___ Recorded data

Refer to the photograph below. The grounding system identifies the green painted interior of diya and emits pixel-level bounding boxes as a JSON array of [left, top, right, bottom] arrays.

______
___ Recorded data

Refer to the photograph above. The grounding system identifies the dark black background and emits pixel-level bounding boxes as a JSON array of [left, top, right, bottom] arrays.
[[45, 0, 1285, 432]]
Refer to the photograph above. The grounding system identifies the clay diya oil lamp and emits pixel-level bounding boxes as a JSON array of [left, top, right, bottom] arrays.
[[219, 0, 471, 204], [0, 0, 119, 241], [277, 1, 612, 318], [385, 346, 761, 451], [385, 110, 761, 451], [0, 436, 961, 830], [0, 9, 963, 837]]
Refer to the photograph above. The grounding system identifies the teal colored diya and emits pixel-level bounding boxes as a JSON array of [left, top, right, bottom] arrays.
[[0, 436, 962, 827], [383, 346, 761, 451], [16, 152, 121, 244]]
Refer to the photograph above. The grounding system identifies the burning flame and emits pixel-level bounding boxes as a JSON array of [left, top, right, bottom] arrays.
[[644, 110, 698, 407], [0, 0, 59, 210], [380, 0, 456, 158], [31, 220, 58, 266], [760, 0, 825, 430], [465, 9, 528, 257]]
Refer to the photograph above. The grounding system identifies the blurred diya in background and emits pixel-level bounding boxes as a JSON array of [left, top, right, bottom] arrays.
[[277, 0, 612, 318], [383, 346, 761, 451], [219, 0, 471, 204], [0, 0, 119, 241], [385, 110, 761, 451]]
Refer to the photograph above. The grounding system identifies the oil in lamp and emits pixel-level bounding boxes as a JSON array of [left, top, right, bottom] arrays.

______
___ Recorded data

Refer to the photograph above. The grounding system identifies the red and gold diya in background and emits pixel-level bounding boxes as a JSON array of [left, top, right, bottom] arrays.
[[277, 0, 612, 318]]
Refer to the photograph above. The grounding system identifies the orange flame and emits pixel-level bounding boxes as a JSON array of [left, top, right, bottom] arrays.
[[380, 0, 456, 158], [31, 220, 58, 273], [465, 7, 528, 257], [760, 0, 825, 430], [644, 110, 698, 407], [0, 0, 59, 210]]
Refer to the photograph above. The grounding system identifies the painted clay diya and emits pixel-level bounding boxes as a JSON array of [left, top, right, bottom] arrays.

______

▸ To do
Reproduce the material from the line containing "identifies the orange" through the line containing "0, 59, 210]]", replacing "orange flame" with "candle flame" and leaving everything else as it is.

▸ Solution to this problem
Refer to the photograph above. The grounding system identifies the candle flame and emits pixel-level bounding boxes as a JSON array of [left, top, right, bottom] arrays.
[[380, 0, 456, 158], [31, 220, 58, 273], [465, 7, 528, 257], [760, 0, 825, 430], [644, 110, 698, 407], [0, 0, 59, 210]]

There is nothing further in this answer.